• _Exercise description_
Please set down, word for word, the part of the Fort Vancouver tour passage that begins at the words "Douglas C. Wilson here" and stops after "(Douglas C. Wilson)".

═══ Source extract

Douglas C. Wilson here describes his approach to conducting public tours of Fort Vancouver NHS.

(photo) Group of tourists in front of the reconstructed north gate at Fort Vancouver NHS.

National Park Service archeologist giving an archeological walking tour at the reconstructed north gate at Fort Vancouver National Historic Site. (Douglas C. Wilson)

In October of 1999, during the Oregon and Washington archeology month celebrations, I gave the first archeological walking tour of Fort Vancouver. It was a perfect Fall day in the Pacific Northwest: the air was crisp, the sky was clear, and there was only a hint of the long winter rains that would start later that month. The large group assembled was eager to learn. I have always believed that archeology is a very unique way of seeing the world, one that reveals fresh new insights from old discarded things. It was great fun to explain the significance of Fort Vancouver through these eyes. I started with a brief summary of the fur-trade post (1829-1860) and military fort (1849-1948) and its importance in the settlement of the area by Americans and the development of the Pacific Northwest though World War II. I then revealed that hundreds of thousands of artifacts, in context, lay directly beneath our feet and shared that these comprised the most important resource of the park and one of the primary reasons for its preservation. I indicated how these small pieces of debris—shards of glass, ceramic sherds, rusty nails, buttons, beads, and buckshot—are the direct, tangible, put-in-your-hand evidence for the people (both famous and common) and the events and activities (both significant and mundane) that had occurred at the site. I explained how these artifacts and features tell us how buildings were constructed, how they were used, and what people did in and around them.

══════
═══ Entries provided

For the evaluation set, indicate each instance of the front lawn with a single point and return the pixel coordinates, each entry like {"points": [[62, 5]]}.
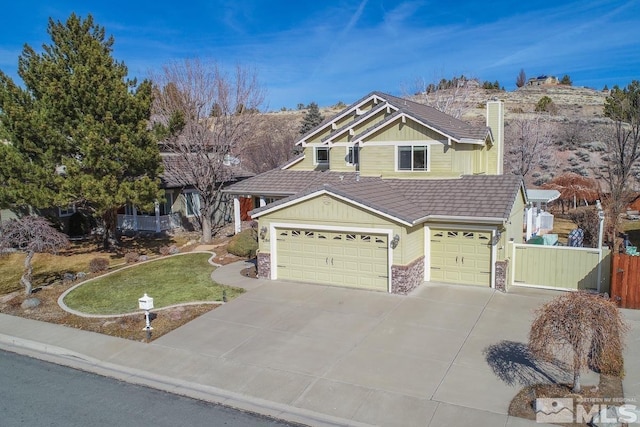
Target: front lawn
{"points": [[172, 280]]}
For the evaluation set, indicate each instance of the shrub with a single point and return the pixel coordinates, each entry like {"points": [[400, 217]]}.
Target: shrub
{"points": [[79, 224], [131, 257], [244, 244], [97, 265]]}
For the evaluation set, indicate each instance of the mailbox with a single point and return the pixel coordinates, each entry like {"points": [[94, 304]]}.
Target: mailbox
{"points": [[145, 303]]}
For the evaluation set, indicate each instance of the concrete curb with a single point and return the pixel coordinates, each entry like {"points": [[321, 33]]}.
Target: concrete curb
{"points": [[64, 357]]}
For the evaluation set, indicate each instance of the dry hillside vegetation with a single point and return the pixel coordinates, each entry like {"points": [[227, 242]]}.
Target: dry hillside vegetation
{"points": [[578, 122]]}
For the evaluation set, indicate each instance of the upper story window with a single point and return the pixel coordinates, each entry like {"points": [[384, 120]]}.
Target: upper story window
{"points": [[353, 155], [321, 155], [413, 158]]}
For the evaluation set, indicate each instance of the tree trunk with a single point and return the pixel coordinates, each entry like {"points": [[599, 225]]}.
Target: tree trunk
{"points": [[25, 280], [110, 222], [576, 373], [207, 229]]}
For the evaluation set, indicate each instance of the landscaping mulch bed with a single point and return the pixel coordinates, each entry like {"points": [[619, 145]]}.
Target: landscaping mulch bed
{"points": [[129, 327]]}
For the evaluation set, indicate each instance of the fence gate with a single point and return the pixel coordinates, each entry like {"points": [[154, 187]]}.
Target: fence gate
{"points": [[560, 267]]}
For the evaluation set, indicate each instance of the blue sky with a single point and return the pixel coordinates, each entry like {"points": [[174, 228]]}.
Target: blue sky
{"points": [[329, 51]]}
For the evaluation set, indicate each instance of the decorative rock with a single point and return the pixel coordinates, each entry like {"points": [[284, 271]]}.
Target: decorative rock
{"points": [[30, 303]]}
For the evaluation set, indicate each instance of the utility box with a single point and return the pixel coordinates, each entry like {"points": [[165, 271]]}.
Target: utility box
{"points": [[145, 303]]}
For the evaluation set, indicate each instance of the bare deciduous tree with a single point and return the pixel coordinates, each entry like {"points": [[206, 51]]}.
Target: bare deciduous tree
{"points": [[528, 142], [32, 235], [204, 113], [521, 80], [582, 330], [574, 188], [622, 151]]}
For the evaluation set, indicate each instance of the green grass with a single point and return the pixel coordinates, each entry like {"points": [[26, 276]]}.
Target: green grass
{"points": [[172, 280], [49, 268]]}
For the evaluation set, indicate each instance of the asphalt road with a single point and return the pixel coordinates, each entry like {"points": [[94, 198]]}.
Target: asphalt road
{"points": [[37, 393]]}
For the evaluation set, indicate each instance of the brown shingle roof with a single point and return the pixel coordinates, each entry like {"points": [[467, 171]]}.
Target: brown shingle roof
{"points": [[408, 200], [443, 123]]}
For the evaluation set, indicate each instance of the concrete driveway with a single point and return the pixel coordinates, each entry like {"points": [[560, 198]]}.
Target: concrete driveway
{"points": [[443, 355]]}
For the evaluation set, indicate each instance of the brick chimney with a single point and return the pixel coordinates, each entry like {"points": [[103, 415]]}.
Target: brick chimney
{"points": [[495, 121]]}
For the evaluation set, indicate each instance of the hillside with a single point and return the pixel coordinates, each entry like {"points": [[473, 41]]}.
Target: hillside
{"points": [[579, 125]]}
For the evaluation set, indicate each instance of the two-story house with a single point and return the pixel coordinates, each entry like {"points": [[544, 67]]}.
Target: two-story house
{"points": [[388, 194]]}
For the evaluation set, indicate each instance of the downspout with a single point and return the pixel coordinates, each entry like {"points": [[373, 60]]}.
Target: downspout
{"points": [[237, 224], [600, 233]]}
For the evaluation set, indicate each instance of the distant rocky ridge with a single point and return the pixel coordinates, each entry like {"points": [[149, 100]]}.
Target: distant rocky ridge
{"points": [[579, 122]]}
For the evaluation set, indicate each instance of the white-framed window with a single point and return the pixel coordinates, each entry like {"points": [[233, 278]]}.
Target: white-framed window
{"points": [[192, 203], [413, 158], [67, 210], [353, 155], [321, 155]]}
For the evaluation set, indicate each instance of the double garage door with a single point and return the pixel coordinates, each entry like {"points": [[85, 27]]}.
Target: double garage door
{"points": [[460, 256], [358, 260]]}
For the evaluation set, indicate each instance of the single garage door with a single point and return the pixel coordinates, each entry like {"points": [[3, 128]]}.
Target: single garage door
{"points": [[358, 260], [461, 256]]}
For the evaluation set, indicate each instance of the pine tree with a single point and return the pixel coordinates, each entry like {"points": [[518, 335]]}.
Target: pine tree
{"points": [[312, 119], [78, 130]]}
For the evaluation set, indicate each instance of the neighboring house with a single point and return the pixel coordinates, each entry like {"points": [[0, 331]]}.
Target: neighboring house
{"points": [[181, 205], [543, 80], [387, 194], [537, 220]]}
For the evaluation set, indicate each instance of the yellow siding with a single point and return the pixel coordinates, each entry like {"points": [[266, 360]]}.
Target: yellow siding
{"points": [[411, 244], [377, 160], [409, 131], [338, 160], [306, 163], [317, 138], [513, 228], [495, 120], [329, 211], [492, 159]]}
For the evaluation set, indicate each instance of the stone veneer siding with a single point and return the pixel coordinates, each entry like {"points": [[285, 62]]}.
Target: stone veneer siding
{"points": [[264, 266], [405, 278], [501, 275]]}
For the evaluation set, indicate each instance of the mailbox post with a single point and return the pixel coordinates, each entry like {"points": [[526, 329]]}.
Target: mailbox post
{"points": [[146, 303]]}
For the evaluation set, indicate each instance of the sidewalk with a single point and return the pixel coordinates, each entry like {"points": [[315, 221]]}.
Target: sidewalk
{"points": [[323, 356]]}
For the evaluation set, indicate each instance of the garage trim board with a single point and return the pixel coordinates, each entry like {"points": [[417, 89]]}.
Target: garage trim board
{"points": [[457, 242], [348, 232]]}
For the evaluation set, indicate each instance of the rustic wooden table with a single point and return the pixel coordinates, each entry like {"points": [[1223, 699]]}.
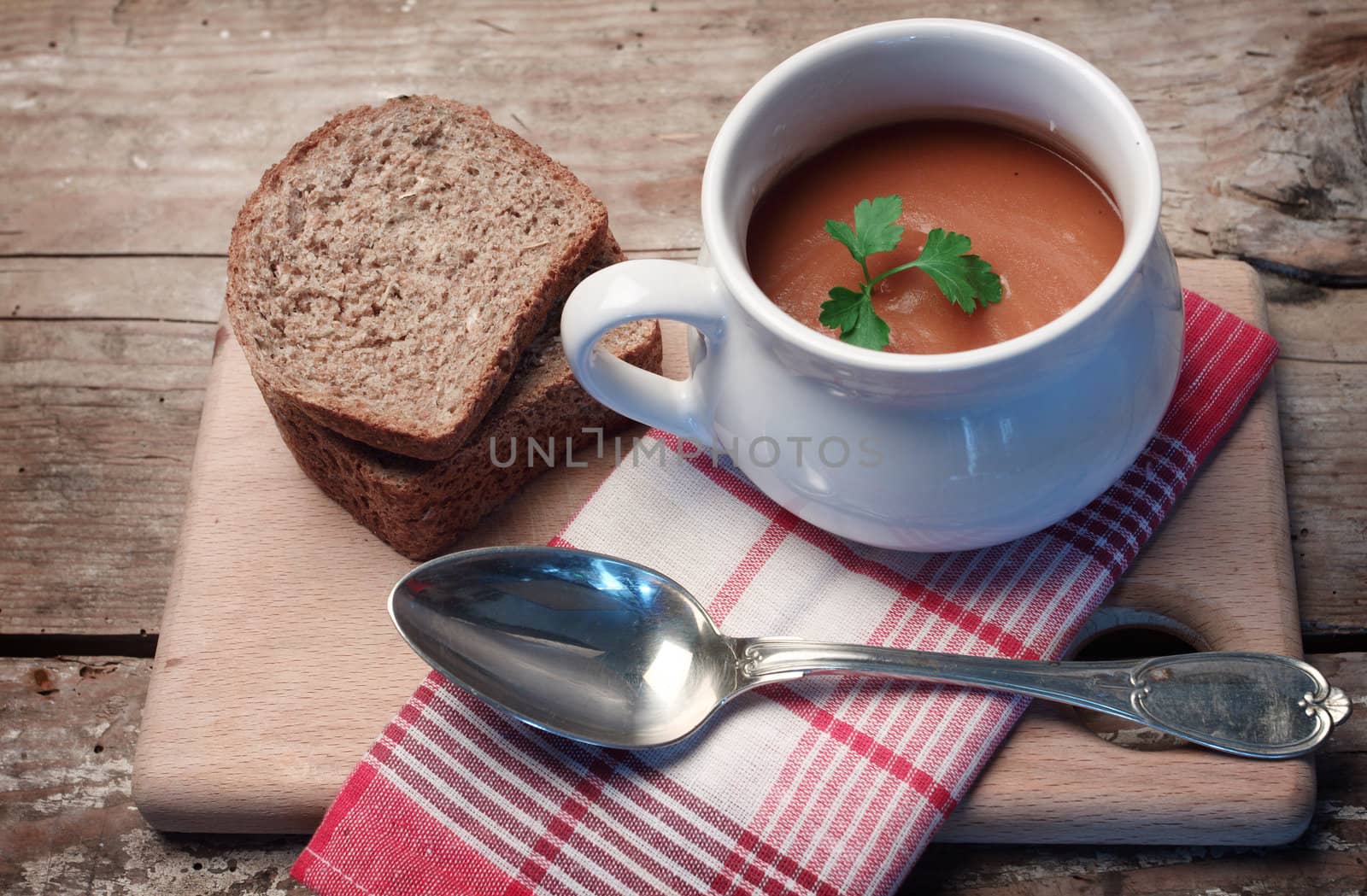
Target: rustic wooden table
{"points": [[129, 136]]}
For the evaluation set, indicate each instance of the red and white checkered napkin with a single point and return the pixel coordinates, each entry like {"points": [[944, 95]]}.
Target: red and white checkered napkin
{"points": [[830, 784]]}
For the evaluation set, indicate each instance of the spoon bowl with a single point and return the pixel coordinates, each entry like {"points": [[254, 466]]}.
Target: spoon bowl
{"points": [[613, 653], [578, 643]]}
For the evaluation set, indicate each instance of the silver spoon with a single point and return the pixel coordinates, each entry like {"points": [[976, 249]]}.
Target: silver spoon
{"points": [[607, 652]]}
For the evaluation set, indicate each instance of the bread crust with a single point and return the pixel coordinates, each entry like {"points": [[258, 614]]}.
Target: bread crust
{"points": [[420, 507], [353, 419]]}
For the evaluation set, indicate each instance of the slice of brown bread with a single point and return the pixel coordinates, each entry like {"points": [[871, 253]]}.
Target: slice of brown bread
{"points": [[423, 507], [387, 275]]}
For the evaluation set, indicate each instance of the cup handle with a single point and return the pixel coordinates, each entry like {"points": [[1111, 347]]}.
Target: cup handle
{"points": [[632, 291]]}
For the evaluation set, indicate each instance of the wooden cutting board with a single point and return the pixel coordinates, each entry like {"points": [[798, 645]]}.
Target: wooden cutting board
{"points": [[278, 665]]}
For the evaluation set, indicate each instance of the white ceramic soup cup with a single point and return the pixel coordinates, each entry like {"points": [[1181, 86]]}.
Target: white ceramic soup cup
{"points": [[924, 453]]}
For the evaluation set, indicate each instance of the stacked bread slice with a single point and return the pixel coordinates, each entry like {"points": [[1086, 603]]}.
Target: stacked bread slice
{"points": [[394, 283]]}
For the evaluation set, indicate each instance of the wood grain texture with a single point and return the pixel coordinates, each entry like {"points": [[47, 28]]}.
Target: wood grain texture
{"points": [[252, 616], [1258, 115], [96, 426], [59, 371], [67, 827], [67, 823]]}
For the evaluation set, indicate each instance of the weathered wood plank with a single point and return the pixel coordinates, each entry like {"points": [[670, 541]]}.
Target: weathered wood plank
{"points": [[67, 824], [1323, 432], [97, 424], [1258, 114], [104, 458], [113, 289]]}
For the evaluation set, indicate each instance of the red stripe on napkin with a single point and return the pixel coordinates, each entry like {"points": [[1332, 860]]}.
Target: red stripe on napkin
{"points": [[819, 786]]}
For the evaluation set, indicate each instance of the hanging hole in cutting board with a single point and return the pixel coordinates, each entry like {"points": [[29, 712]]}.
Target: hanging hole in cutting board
{"points": [[1123, 633]]}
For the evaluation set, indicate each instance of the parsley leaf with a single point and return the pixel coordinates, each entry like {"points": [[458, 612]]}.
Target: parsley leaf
{"points": [[965, 280], [852, 313]]}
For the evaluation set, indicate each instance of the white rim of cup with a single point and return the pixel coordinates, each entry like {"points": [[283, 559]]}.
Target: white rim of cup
{"points": [[730, 264]]}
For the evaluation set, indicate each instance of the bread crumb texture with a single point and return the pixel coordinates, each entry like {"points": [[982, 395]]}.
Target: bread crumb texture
{"points": [[393, 268]]}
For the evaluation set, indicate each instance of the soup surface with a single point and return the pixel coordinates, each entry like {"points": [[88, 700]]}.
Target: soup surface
{"points": [[1045, 225]]}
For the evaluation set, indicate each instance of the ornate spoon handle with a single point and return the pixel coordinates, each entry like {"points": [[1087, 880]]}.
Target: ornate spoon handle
{"points": [[1250, 704]]}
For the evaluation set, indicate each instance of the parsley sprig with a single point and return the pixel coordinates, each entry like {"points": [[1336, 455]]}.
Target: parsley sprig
{"points": [[965, 280]]}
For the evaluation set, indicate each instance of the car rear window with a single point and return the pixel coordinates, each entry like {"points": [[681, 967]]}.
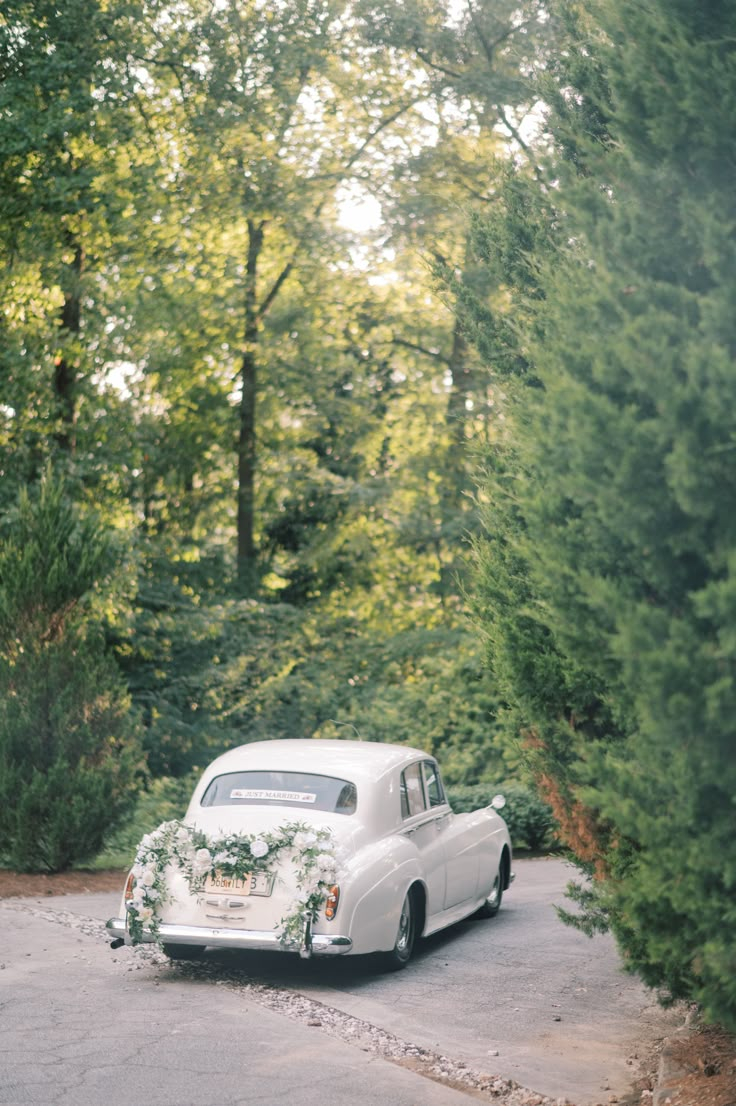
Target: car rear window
{"points": [[282, 789]]}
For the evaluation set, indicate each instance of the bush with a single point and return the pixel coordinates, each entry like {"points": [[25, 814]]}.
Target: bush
{"points": [[529, 818], [69, 750]]}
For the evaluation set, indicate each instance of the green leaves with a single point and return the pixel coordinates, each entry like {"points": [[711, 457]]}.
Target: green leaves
{"points": [[607, 575]]}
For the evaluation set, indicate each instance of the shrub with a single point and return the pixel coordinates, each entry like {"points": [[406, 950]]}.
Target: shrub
{"points": [[69, 751]]}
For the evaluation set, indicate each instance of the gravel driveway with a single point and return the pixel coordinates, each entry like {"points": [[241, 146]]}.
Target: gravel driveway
{"points": [[518, 1010]]}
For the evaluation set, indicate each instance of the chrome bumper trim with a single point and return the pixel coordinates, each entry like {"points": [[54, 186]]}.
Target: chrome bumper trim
{"points": [[263, 939]]}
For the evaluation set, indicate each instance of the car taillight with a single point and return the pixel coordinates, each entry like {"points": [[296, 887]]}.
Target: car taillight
{"points": [[331, 904]]}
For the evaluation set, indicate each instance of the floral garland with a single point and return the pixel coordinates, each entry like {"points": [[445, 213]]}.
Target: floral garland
{"points": [[236, 856]]}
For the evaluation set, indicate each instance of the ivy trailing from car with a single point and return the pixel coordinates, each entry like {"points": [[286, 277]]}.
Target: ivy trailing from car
{"points": [[196, 856]]}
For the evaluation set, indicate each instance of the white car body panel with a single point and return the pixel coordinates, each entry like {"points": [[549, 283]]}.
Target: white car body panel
{"points": [[454, 858]]}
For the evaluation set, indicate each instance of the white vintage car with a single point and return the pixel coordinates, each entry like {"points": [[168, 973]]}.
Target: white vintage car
{"points": [[322, 847]]}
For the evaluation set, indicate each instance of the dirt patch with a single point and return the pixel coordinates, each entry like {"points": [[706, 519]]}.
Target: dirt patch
{"points": [[704, 1060], [14, 885], [705, 1063]]}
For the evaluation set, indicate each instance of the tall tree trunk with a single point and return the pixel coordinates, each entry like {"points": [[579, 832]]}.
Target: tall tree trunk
{"points": [[460, 372], [247, 551], [66, 363]]}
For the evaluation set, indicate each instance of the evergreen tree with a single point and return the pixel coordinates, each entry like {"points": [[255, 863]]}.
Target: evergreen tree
{"points": [[69, 753], [608, 582]]}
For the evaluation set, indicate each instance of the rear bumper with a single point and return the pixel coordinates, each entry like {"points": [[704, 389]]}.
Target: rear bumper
{"points": [[318, 945]]}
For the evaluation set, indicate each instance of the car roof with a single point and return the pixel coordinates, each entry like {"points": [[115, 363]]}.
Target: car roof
{"points": [[352, 760]]}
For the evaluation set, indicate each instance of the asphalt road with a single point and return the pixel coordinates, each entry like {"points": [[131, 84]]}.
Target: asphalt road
{"points": [[519, 997]]}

══════

• _Exercise response_
Douglas C. Wilson here describes his approach to conducting public tours of Fort Vancouver NHS.

(photo) Group of tourists in front of the reconstructed north gate at Fort Vancouver NHS.

National Park Service archeologist giving an archeological walking tour at the reconstructed north gate at Fort Vancouver National Historic Site. (Douglas C. Wilson)